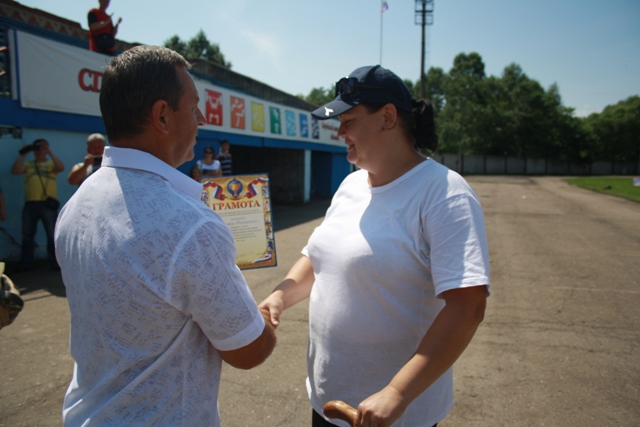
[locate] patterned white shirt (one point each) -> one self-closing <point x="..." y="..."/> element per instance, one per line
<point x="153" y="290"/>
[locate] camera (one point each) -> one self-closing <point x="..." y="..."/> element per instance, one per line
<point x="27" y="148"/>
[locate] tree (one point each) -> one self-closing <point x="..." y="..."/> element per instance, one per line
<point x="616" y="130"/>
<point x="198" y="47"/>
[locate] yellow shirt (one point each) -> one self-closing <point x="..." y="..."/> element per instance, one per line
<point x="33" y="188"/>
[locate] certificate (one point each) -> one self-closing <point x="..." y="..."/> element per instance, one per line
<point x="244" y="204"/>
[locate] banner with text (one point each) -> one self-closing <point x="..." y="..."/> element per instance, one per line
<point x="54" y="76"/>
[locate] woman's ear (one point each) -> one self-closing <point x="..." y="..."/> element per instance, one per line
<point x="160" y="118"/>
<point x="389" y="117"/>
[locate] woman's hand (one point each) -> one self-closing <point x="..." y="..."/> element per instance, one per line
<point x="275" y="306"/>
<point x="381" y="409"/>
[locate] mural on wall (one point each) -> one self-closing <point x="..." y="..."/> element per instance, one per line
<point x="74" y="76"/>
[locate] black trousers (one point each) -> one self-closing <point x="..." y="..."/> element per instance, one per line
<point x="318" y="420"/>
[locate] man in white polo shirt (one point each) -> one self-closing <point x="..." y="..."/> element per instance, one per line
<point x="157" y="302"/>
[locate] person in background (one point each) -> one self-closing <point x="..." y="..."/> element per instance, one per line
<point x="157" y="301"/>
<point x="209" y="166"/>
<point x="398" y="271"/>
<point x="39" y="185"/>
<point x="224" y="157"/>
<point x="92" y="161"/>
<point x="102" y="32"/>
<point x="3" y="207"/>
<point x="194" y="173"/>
==================================================
• Work item
A verbatim transcript of the entries above is required, with the pictures left out.

• Response to this exercise
[locate] patterned white shirt (one point each) -> one self-closing <point x="..." y="..."/> element per instance, one per line
<point x="153" y="290"/>
[locate] camera (one point each) -> one self-closing <point x="..." y="..."/> element per instance, one per line
<point x="27" y="148"/>
[locate] tree (one point each) -> one self-closing <point x="..." y="..."/> element per instance, one per line
<point x="616" y="130"/>
<point x="198" y="47"/>
[locate] yellow shirt (one point each) -> one self-closing <point x="..." y="..."/> element per instance, one per line
<point x="33" y="188"/>
[locate] certificate (one point each) -> one self-closing <point x="..." y="..."/> element per instance, one per line
<point x="244" y="204"/>
[locate] banner with text (one point each) -> one self-closing <point x="..." y="..."/> element per instance, one per line
<point x="54" y="76"/>
[locate] woman's ear (one point each) -> one self-closing <point x="..." y="..."/> element per instance, one per line
<point x="160" y="118"/>
<point x="389" y="117"/>
[locate] woman's hand (one point each) -> one self-closing <point x="..." y="..."/> element per instance, one per line
<point x="275" y="306"/>
<point x="381" y="409"/>
[locate] mural on wall (one point each) -> one self-closing <point x="..." y="..."/> element per instance, one per line
<point x="74" y="76"/>
[locate] black trousers (one point each) -> one self-closing <point x="..." y="..."/> element per instance, one per line
<point x="318" y="420"/>
[locate] man in white polo shirt (one point each) -> one self-closing <point x="..." y="..."/> element per instance, one per line
<point x="157" y="302"/>
[locate] person in background (one point each) -> one self-closing <point x="..." y="..."/> element per instance, one per line
<point x="157" y="301"/>
<point x="209" y="166"/>
<point x="398" y="271"/>
<point x="39" y="185"/>
<point x="224" y="157"/>
<point x="92" y="161"/>
<point x="102" y="32"/>
<point x="3" y="207"/>
<point x="194" y="173"/>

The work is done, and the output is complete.